### GIVEN PROBLEM
Copy each line of the records below that contains the word "label", matching case exactly.

(Stored data entries)
= = = = = = =
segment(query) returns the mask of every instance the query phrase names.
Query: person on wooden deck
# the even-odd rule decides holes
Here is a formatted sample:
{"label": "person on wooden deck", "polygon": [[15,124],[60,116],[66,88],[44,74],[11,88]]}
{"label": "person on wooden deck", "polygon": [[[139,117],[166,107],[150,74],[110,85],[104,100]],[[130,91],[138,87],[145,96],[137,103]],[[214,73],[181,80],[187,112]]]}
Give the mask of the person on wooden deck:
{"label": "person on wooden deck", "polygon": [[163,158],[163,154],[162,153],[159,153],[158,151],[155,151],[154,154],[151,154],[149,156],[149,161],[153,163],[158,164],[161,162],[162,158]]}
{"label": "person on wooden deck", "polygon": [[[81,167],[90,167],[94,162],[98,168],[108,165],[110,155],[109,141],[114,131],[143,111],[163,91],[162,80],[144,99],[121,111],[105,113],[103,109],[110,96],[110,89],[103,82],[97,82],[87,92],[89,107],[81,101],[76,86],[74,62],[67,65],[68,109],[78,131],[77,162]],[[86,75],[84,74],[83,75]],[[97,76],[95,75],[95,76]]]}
= = = = = = =
### FINISHED EXERCISE
{"label": "person on wooden deck", "polygon": [[15,124],[60,116],[66,88],[44,74],[11,88]]}
{"label": "person on wooden deck", "polygon": [[[139,117],[166,107],[150,74],[110,85],[104,100]],[[130,91],[138,87],[145,96],[137,103]],[[214,73],[181,80],[187,112]]]}
{"label": "person on wooden deck", "polygon": [[163,158],[163,154],[162,153],[159,153],[158,151],[155,151],[154,154],[151,154],[149,156],[149,161],[153,163],[158,164],[161,162],[162,158]]}
{"label": "person on wooden deck", "polygon": [[[81,167],[90,167],[94,162],[98,168],[108,165],[110,155],[109,141],[114,131],[143,111],[163,91],[162,80],[144,99],[121,111],[105,113],[103,109],[110,96],[110,89],[103,82],[97,82],[87,92],[89,107],[81,101],[76,86],[74,62],[67,65],[68,109],[78,131],[77,162]],[[86,75],[84,74],[83,75]],[[97,76],[95,75],[95,76]]]}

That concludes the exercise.